Texte source —
═══
De la nature à l’assiette

FROM NATURE TO PLATE

L’itinéraire est ambitieux : atteindre le lac de tête du lac Brûlé, avec la possibilité de débusquer des truites mouchetées au calibre impressionnant, dans une zone qui n’a jamais été pêchée ou presque.

Ce lac de tête, baptisé « le lac secret » par nos deux aventuriers, est un endroit reculé auquel on peut accéder en traversant un autre lac et en faisant du canot-portage. Le programme de la journée est donc bien chargé. À peine le soleil levé, il est temps de prendre la route et d’emprunter la rivière Métabetchouan, qui prend sa source dans la Réserve des Laurentides. Là, Jean-Philippe apprend à lire la rivière, grâce aux conseils de Fred :

« J’ai appris à savoir à quel endroit les truites se tiennent dans la rivière. Fred m’a montré comment faire des lancers précis et déposer la mouche de façon naturelle. C’est un enseignement qui me sert encore aujourd’hui. »
═══
Matériel recueilli —
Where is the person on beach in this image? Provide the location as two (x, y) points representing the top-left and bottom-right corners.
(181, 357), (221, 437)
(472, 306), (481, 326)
═══
Exercices à résoudre —
#1 Traduisez en anglais cette phrase du texte sur la pêche : « Le programme de la journée est donc bien chargé. »
#2 Recopiez mot pour mot le passage du texte sur la pêche qui va de « FROM NATURE TO » jusqu'à « pêchée ou presque. » inclus.

Réponses dans l'ordre —
#1 The day's schedule is therefore very full.

#2
FROM NATURE TO PLATE

L’itinéraire est ambitieux : atteindre le lac de tête du lac Brûlé, avec la possibilité de débusquer des truites mouchetées au calibre impressionnant, dans une zone qui n’a jamais été pêchée ou presque.